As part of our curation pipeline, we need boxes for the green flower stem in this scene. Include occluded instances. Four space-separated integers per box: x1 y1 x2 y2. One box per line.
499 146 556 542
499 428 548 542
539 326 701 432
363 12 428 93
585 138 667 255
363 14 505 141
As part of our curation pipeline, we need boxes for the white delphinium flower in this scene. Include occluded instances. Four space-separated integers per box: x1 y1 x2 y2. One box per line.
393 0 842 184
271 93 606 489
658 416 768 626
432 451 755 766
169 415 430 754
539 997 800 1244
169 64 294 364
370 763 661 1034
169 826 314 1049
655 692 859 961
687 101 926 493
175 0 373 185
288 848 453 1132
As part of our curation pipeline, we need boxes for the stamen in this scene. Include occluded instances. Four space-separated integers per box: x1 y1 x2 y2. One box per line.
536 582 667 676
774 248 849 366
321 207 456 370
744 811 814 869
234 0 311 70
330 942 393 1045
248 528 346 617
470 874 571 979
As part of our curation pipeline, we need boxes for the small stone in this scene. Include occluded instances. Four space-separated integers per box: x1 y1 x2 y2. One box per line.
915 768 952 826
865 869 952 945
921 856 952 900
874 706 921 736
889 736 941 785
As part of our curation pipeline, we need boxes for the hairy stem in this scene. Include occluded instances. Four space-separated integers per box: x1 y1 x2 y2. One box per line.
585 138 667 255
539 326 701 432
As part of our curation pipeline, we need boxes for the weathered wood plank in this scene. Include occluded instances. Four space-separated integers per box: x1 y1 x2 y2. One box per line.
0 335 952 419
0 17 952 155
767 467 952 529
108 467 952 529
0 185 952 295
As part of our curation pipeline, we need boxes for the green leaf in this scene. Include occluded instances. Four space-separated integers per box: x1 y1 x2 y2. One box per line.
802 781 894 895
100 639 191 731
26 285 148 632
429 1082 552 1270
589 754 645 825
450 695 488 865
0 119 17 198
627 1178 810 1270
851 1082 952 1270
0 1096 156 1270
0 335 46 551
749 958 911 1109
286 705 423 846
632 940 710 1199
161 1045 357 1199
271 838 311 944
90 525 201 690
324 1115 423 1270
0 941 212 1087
........
■ Problem details
Can you rewrite the material from the line with "for the stamen" up to and including the line with "470 874 571 979", and nothing else, keeping the request line and multiplying every box coordinate by 0.8, rounded to whole numbers with halves rounded up? Leave any numbers in the request and its format description unchanged.

■ Solution to this task
As part of our curation pipeline, we need boxes for the stamen in this scene. Include occluded instances. Four space-separated integers per box: x1 y1 x2 y2. One box per line.
429 466 534 541
619 198 679 293
257 166 365 296
595 649 651 695
187 0 249 56
264 754 314 836
198 422 277 494
376 699 457 783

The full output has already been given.